His firm, Oelrichs & Co., became the U.S. agent of the Norddeutsche Lloyd ("North German") shipping company.

Oelrichs was also a member of the Democratic Party and active in New York City politics, even declining to run for Mayor of New York City, before moving to San Francisco, California. The Oelrichses played a role in the rebuilding of San Francisco following the 1906 earthquake as part of the Committee of Fifty.

In the 1890s, the Oelrich's purchased Rose Cliff on Bellevue Avenue in Newport, Rhode Island, from the estate of George Bancroft and his wife commissioned architect Stanford White to build them a new residence. The resulting Rosecliff was modeled after the Grand Trianon at Versailles, and was completed in 1902 with a final cost of $2.5 million.

==Personal life==
In 1889, the almost forty year old Oelrichs met Theresa Alice Fair ("Tessie"), daughter of United States Senator and Comstock Lode millionaire James Graham Fair, while playing tennis at the Newport Casino. They married a year later in 1890. Her younger sister Birdie was married to William K. Vanderbilt II, son of Alva and William K. Vanderbilt and brother of Consuelo Vanderbilt, Duchess of Marlborough, in a wedding that was extensively covered in the society pages. In New York, they lived at 1 East 57th Street in "the big house at the northeast corner of Fifth Avenue and Fifth-seventh Street," which was later occupied by the New York Trust Company. Together, they were the parents of one child:

- Hermann Oelrichs Jr. (1891–1948), who married Dorothy Haydel (1893–1961) in 1925. After his death, she married Prince Ferdinand of Liechtenstein (1901–1981) in 1950. He served as a lieutenant (junior grade) in the U.S. Navy during the First World War.

Oelrichs died on September 1, 1906, aboard SS Kaiser Wilhelm der Grosse while sailing across the Atlantic Ocean. After his body was returned to the United States, his remains were interred in Woodlawn Cemetery in New York City. He left his full estate to his brother Charles May Oelrichs, thinking that Tessie would be content with her own fortune, but Tessie contested the will. Eventually, they settled the dispute and she received half of the estate. His widow died in Newport on November 22, 1926.

===Sportsman===
Oelrichs, an avid sportsman, loved polo and has been credited as "the man who brought the first mallets, polo balls and shirts into the United States." He was also the first president of the U.S. Lacrosse Association, and a director of the New York Athletic Club.

----------

**Problems and tasks:**
1/ Based on the passage about Oelrichs, does each statement agree with it? Answer yes or no for each, and quote the deciding words. (a) Oelrichs met Theresa Alice Fair while playing tennis at the Newport Casino. (b) Rosecliff was completed in 1906. (c) Oelrichs left half of his estate to his brother.
2/ Print the part of the passage about Oelrichs that begins at the words "Oelrichs died on" and stops after the words "November 22, 1926.".

----------

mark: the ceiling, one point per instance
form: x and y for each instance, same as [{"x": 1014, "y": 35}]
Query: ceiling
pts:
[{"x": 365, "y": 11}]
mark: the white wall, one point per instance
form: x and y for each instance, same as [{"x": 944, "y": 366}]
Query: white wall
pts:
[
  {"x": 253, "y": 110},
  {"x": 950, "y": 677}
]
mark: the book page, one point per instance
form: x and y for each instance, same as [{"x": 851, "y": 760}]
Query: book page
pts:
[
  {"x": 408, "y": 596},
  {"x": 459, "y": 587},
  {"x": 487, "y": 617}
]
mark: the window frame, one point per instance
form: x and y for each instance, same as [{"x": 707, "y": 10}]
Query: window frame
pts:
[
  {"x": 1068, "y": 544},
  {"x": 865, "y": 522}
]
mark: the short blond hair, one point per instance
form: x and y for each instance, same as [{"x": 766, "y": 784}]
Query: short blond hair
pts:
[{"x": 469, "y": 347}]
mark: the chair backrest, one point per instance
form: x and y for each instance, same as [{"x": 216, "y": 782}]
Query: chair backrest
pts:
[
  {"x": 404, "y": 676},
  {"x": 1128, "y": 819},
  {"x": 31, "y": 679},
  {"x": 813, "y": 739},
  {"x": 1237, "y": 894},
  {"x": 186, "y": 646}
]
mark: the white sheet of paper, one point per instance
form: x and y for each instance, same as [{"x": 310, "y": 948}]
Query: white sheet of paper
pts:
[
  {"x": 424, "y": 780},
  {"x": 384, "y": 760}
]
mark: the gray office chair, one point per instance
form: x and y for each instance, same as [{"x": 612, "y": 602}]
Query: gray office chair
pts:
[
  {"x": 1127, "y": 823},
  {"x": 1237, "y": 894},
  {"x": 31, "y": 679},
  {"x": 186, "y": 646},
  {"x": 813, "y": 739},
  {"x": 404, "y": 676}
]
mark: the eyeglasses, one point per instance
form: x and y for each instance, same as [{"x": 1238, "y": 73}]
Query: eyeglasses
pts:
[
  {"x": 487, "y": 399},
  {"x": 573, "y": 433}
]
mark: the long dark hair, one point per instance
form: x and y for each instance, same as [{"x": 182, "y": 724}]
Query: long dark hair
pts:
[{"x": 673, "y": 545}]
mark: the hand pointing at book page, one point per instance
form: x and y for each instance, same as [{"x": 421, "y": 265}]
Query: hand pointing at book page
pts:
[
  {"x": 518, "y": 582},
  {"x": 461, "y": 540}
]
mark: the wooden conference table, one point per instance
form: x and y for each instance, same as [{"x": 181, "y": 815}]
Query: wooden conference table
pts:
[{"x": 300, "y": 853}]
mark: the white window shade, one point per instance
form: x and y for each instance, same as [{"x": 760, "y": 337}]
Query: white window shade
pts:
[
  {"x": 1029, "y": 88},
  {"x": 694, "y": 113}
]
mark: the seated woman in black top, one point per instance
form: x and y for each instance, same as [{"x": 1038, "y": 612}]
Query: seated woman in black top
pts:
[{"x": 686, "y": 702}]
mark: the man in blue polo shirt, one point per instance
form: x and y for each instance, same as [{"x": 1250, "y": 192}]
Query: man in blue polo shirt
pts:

----------

**Answers per task:**
1/
(a) Yes: "met Theresa Alice Fair ("Tessie"), daughter of United States Senator and Comstock Lode millionaire James Graham Fair, while playing tennis at the Newport Casino"
(b) No: "was completed in 1902 with a final cost of $2.5 million"
(c) No: "He left his full estate to his brother Charles May Oelrichs"

2/
Oelrichs died on September 1, 1906, aboard SS Kaiser Wilhelm der Grosse while sailing across the Atlantic Ocean. After his body was returned to the United States, his remains were interred in Woodlawn Cemetery in New York City. He left his full estate to his brother Charles May Oelrichs, thinking that Tessie would be content with her own fortune, but Tessie contested the will. Eventually, they settled the dispute and she received half of the estate. His widow died in Newport on November 22, 1926.